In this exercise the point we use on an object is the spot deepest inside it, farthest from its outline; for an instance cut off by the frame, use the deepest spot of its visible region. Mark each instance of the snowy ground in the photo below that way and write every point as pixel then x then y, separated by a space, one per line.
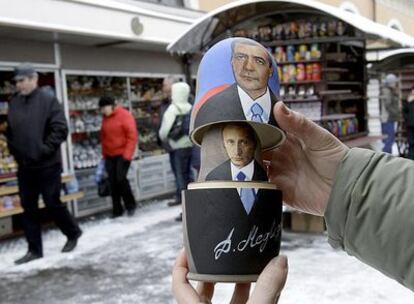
pixel 129 260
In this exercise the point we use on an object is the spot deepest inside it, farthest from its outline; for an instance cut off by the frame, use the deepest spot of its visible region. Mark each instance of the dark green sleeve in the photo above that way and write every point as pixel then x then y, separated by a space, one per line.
pixel 370 213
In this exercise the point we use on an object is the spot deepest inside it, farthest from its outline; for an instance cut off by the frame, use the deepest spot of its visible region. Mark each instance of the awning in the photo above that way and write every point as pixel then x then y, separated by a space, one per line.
pixel 216 25
pixel 394 60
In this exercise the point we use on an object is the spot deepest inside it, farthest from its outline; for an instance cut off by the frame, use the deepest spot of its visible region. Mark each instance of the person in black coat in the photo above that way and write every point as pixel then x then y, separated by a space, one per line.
pixel 36 128
pixel 408 112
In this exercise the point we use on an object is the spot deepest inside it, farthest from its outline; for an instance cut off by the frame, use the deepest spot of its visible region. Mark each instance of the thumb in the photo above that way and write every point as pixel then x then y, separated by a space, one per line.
pixel 271 281
pixel 312 135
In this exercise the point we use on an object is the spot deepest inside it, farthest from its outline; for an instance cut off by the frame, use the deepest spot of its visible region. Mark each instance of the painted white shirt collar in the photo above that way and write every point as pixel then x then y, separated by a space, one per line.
pixel 248 170
pixel 264 101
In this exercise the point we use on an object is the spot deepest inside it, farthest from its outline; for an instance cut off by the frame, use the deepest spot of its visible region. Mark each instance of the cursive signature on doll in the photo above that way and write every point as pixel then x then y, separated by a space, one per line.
pixel 254 239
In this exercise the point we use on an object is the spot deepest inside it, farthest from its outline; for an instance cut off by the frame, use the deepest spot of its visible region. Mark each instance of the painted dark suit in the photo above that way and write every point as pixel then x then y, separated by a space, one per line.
pixel 215 202
pixel 225 106
pixel 210 235
pixel 223 172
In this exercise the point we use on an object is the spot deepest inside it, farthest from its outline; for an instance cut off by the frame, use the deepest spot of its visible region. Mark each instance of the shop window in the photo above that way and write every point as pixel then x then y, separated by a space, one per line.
pixel 395 24
pixel 179 3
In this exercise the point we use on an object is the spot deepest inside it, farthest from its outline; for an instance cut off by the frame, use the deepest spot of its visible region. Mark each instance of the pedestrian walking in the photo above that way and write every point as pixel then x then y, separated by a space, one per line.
pixel 119 138
pixel 36 127
pixel 408 112
pixel 390 111
pixel 180 143
pixel 166 90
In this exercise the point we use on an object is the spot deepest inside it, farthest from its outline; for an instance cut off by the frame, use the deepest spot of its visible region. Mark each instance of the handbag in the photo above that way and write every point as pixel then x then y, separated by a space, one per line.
pixel 104 187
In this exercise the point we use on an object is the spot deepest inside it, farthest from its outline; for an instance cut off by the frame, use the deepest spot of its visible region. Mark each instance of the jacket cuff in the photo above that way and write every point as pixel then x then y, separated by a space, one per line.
pixel 340 200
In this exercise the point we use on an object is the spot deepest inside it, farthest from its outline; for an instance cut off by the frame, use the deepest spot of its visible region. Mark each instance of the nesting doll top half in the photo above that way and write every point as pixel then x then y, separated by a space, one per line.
pixel 237 85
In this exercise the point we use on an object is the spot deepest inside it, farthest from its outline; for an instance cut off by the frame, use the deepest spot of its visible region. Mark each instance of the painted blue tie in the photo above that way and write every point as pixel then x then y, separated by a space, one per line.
pixel 247 195
pixel 257 112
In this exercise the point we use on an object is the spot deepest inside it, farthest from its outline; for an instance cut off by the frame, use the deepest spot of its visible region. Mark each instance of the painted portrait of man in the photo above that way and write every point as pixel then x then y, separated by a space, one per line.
pixel 240 143
pixel 249 96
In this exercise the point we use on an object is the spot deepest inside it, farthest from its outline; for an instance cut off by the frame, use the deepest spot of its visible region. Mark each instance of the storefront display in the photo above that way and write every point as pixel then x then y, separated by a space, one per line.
pixel 320 74
pixel 85 119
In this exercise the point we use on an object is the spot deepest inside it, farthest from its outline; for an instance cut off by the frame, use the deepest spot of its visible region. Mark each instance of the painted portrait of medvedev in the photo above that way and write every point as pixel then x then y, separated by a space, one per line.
pixel 237 81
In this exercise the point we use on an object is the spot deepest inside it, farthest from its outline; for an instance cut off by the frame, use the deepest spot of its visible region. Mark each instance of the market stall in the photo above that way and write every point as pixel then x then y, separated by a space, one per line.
pixel 79 59
pixel 320 51
pixel 321 56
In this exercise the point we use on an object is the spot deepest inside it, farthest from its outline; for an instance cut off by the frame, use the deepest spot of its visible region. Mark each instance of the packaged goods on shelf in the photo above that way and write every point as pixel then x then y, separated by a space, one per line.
pixel 9 202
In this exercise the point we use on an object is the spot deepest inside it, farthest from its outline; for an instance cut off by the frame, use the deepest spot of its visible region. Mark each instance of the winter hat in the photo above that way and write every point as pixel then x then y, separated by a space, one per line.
pixel 23 71
pixel 180 92
pixel 391 79
pixel 106 101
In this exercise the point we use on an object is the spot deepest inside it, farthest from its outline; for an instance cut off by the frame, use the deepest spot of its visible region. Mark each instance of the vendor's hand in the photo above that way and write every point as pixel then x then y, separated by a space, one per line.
pixel 304 166
pixel 267 290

> **PROBLEM DESCRIPTION**:
Could you format every line of the items above as a JSON list of strings, one string per line, with blank lines skipped and the pictures left out?

> **SOLUTION**:
[
  "In this exercise the point we use on an object is the spot deepest inside it, farthest from its outline; for an instance cut off by the frame, use the deepest spot of its visible region. Mark each instance of the snowy ground in the photo below that way and write every point as pixel then x then y, separated by a space, one per line.",
  "pixel 129 260",
  "In this exercise the point we use on an object is the spot deepest inside it, farthest from its outline; for an instance cut off by the frame, use the deepest spot of its visible region. Mark each instance of the dark green sleeve in the photo above that way and write every point as pixel then x then y, separated by a space, one per line.",
  "pixel 370 213",
  "In this exercise the point we use on an object is the spot deepest inside it, farthest from its outline; for an instance cut off by the frame, use the deepest spot of its visible region. Mark each instance of the awning in the photo above that way and write every point as pixel then x then y, separated by a space, one per line.",
  "pixel 216 25",
  "pixel 394 60",
  "In this exercise the point we use on an object is the spot deepest inside it, farthest from its outline; for an instance cut off by the frame, use the deepest spot of its visible region. Mark each instance of the person in black coat in the photo above that way and write every point as pixel then x then y, separated by a space, one per line.",
  "pixel 36 128",
  "pixel 408 112",
  "In this exercise the point we use on an object is the spot deepest inside it, farthest from its outline; for an instance cut off by the frame, use the deepest spot of its visible region. Mark each instance of the thumb in the photo above that way and write every point as pixel then x then y, separated by a space, one per line.",
  "pixel 271 281",
  "pixel 312 135",
  "In this exercise the point we use on an object is the spot deepest inside it, farthest from its outline; for an instance cut off by the frame, use the deepest spot of its visible region. Mark each instance of the painted white shirt collar in the photo above that way and write every point as pixel then x then y, separated by a space, one per line.",
  "pixel 248 170",
  "pixel 264 101",
  "In this exercise the point we use on an object is the spot deepest inside it, farthest from its outline; for an instance cut off by the frame, use the deepest spot of its visible region. Mark each instance of the cursive signature on doll in the photo above that way and write every point as pixel then x then y, separated by a space, one per line.",
  "pixel 254 239",
  "In this exercise the point we use on an object is the spot deepest inside it, farthest from its outline; for an instance cut off by the frame, use the deepest spot of its visible region. Mark each instance of the painted dark suit in the photo above that way and write every point as pixel then x then y, separated by a space, one per line.",
  "pixel 215 202",
  "pixel 225 106",
  "pixel 210 235",
  "pixel 223 172",
  "In this exercise the point we use on an object is the spot deepest inside it, farthest from its outline; for an instance cut off by the frame, use the deepest spot of its visible region. Mark each instance of the shop window in the photo above that way and write every point as pixel then x then y, separated by a space, one per line.",
  "pixel 395 24",
  "pixel 179 3",
  "In this exercise the point we use on an object is the spot deepest inside it, farthest from its outline; for an instance cut off by the frame, use the deepest spot of its visible region. Mark each instance of the pedestrian walking in the photo above that way and write every point as pixel then x then y, separated by a space, one per line.",
  "pixel 119 138",
  "pixel 36 127",
  "pixel 408 112",
  "pixel 390 111",
  "pixel 180 143",
  "pixel 166 90",
  "In this exercise the point we use on an object is the spot deepest inside it, farthest from its outline; for an instance cut off by the frame, use the deepest spot of its visible region. Mark each instance of the handbag in the photo above that way and write every point as pixel then x then y, separated by a space, one per line.",
  "pixel 104 187",
  "In this exercise the point we use on an object is the spot deepest inside it, farthest from its outline; for an instance cut off by the frame, use the deepest spot of its visible region. Mark each instance of the jacket cuff in the photo above that way and write every point as pixel then x then y, separated by a space, one per line.",
  "pixel 340 200",
  "In this exercise the point we use on an object is the spot deepest inside it, farthest from its outline; for an instance cut off by the frame, use the deepest spot of its visible region. Mark each instance of the nesting doll top half in the photo above that way and write every point as pixel then x then y, separated by a space, one per line.",
  "pixel 237 85",
  "In this exercise the point we use on an object is the spot deepest inside it, farthest from its outline; for an instance cut off by the frame, use the deepest spot of its visible region. Mark each instance of the painted blue tie in the photo above that way and write every point as pixel then x then y, separated by a space, one per line.",
  "pixel 247 195",
  "pixel 257 112",
  "In this exercise the point we use on an object is the spot deepest inside it, farthest from its outline; for an instance cut off by the frame, use the deepest spot of its visible region. Mark each instance of the painted portrait of man in the photo above that way and write every point as pixel then x then y, separated by a space, one per line.",
  "pixel 240 143",
  "pixel 249 96",
  "In this exercise the point we use on an object is the spot deepest inside it, farthest from its outline; for an instance cut off by the frame, use the deepest spot of its visible region. Mark each instance of the storefront display in the photo above that way and write every point as pixel then x then y, separated by a space, one per line.",
  "pixel 320 74",
  "pixel 85 119",
  "In this exercise the point we use on an object is the spot deepest inside it, farthest from its outline; for an instance cut off by the frame, use the deepest spot of its visible region. Mark each instance of the painted portrait of medvedev in the photo above that way and write every point as pixel then x then y, separated by a space, one per line.",
  "pixel 237 81",
  "In this exercise the point we use on an object is the spot deepest inside it, farthest from its outline; for an instance cut off by the frame, use the deepest spot of its visible region. Mark each instance of the market stall in the photo above that way and write every point as pixel then x then y, separated by a space, one per line.",
  "pixel 79 59",
  "pixel 320 51",
  "pixel 321 56",
  "In this exercise the point we use on an object is the spot deepest inside it, farthest from its outline; for an instance cut off by the frame, use the deepest spot of its visible region. Mark each instance of the packaged goods on shelf in the photo above that way and write every point as pixel then x then y, separated by a space, one per line.",
  "pixel 9 202",
  "In this exercise the point we use on an object is the spot deepest inside it, farthest from its outline; for an instance cut off by the frame, use the deepest spot of its visible region. Mark each instance of the winter hat in the photo above that way and write every point as pixel then x then y, separated by a space, one per line.",
  "pixel 23 71",
  "pixel 180 92",
  "pixel 391 79",
  "pixel 106 101",
  "In this exercise the point we use on an object is the spot deepest inside it, farthest from its outline; for an instance cut off by the frame, use the deepest spot of its visible region. Mark each instance of the vendor's hand in the photo above that way and write every point as pixel then x then y, separated by a space, one per line.",
  "pixel 304 166",
  "pixel 267 290"
]